▶ _EXTRACT_:
[BEGIN]

Unequally yoked

This week's verses are from Deuteronomy 22:9-11:

Do not plant two kinds of seed in your vineyard; if you do, not only the crops you plant but also the fruit of the vineyard will be defiled.

Do not plow with an ox and a donkey yoked together.

Do not wear clothes of wool and linen woven together.

These verses came to mind in a conversation I was having with friends last Sunday, but I thought they were in Leviticus for some reason. I guess I need to read the Bible more! A lot of times they're quoted as an example of the ridiculousness of the Old Testament Law compared to the shiny awesomeness of New Testament Grace. And yet the Old Testament Law comes from God and is a glimpse at His goodness. Let's look at the context at the time.

Things repeated in three variations always seem to be important. The first example is of mixing two kinds of seeds for one crop. We know now that plants hybridize and that the offspring of that intermixture have inconsistent traits. Imagine hanging your livelihood on something you expect to be predictable, and instead finding it to be useless! God designed the seeds. He knows how they work. The seeds might produce a good result or it might be disastrous. Unless you can afford to take the loss, you shouldn't experiment with it.

The second example is hooking an ox and a donkey together. Paul riffs on this example in 2 Corinthians 6:14 when he talks about Christians and non-Christians being unequally yoked. An ox is bigger than a donkey. Either the donkey is going to slow the ox down or the ox is going to drag the donkey along. (Hooking the German and Greek economies together comes to mind.)

[END]

▶ _RECORDED INFORMATION_:
[BEGIN]

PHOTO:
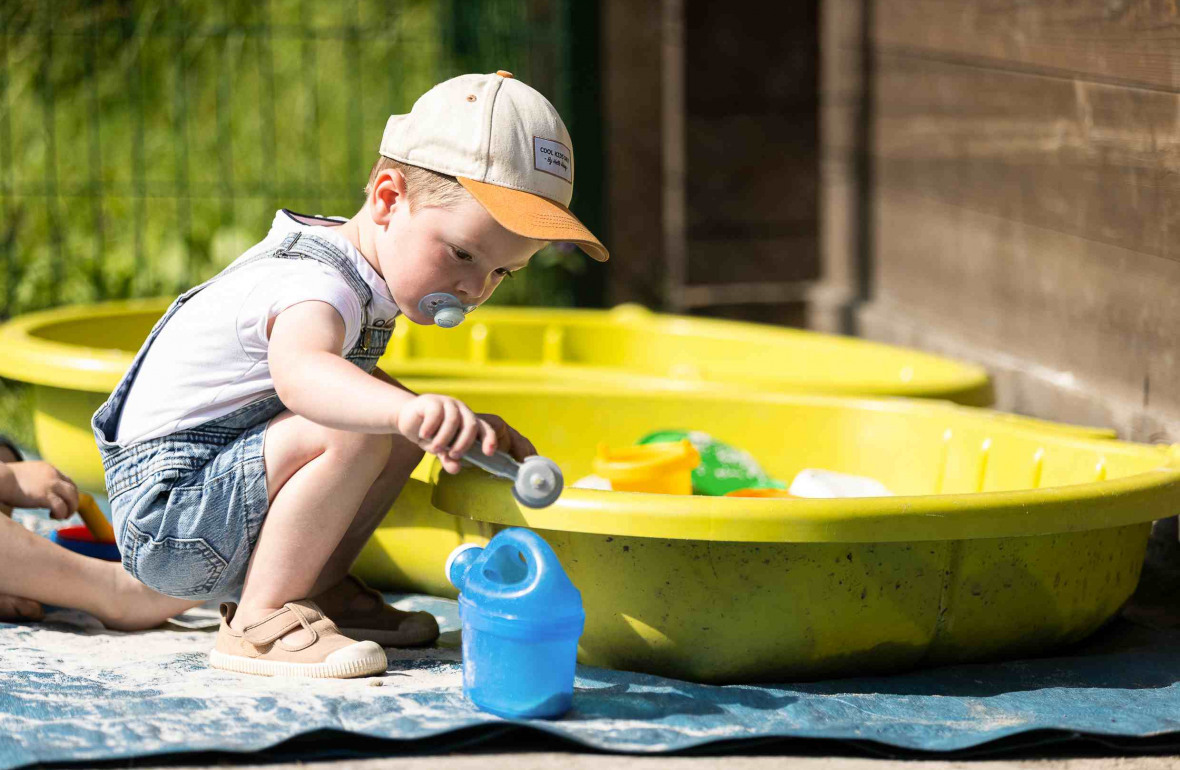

[END]

▶ _TASK A_: Return the piece on Deuteronomy 22:9-11 word for word, starting with "Do not plant" and going on through "at the time.".
▶ _TASK B_:
Answer these questions from the piece on Deuteronomy 22:9-11:
(i) In which book did the writer mistakenly think these verses appeared?
(ii) Which passage does Paul use the ox-and-donkey example in?
(iii) Which two economies does the hooking of an ox and a donkey together bring to mind?

▶ _CORRECT ANSWER A_:
Do not plant two kinds of seed in your vineyard; if you do, not only the crops you plant but also the fruit of the vineyard will be defiled.

Do not plow with an ox and a donkey yoked together.

Do not wear clothes of wool and linen woven together.

These verses came to mind in a conversation I was having with friends last Sunday, but I thought they were in Leviticus for some reason. I guess I need to read the Bible more! A lot of times they're quoted as an example of the ridiculousness of the Old Testament Law compared to the shiny awesomeness of New Testament Grace. And yet the Old Testament Law comes from God and is a glimpse at His goodness. Let's look at the context at the time.

▶ _CORRECT ANSWER B_:
(i) Leviticus
(ii) 2 Corinthians 6:14
(iii) The German and Greek economies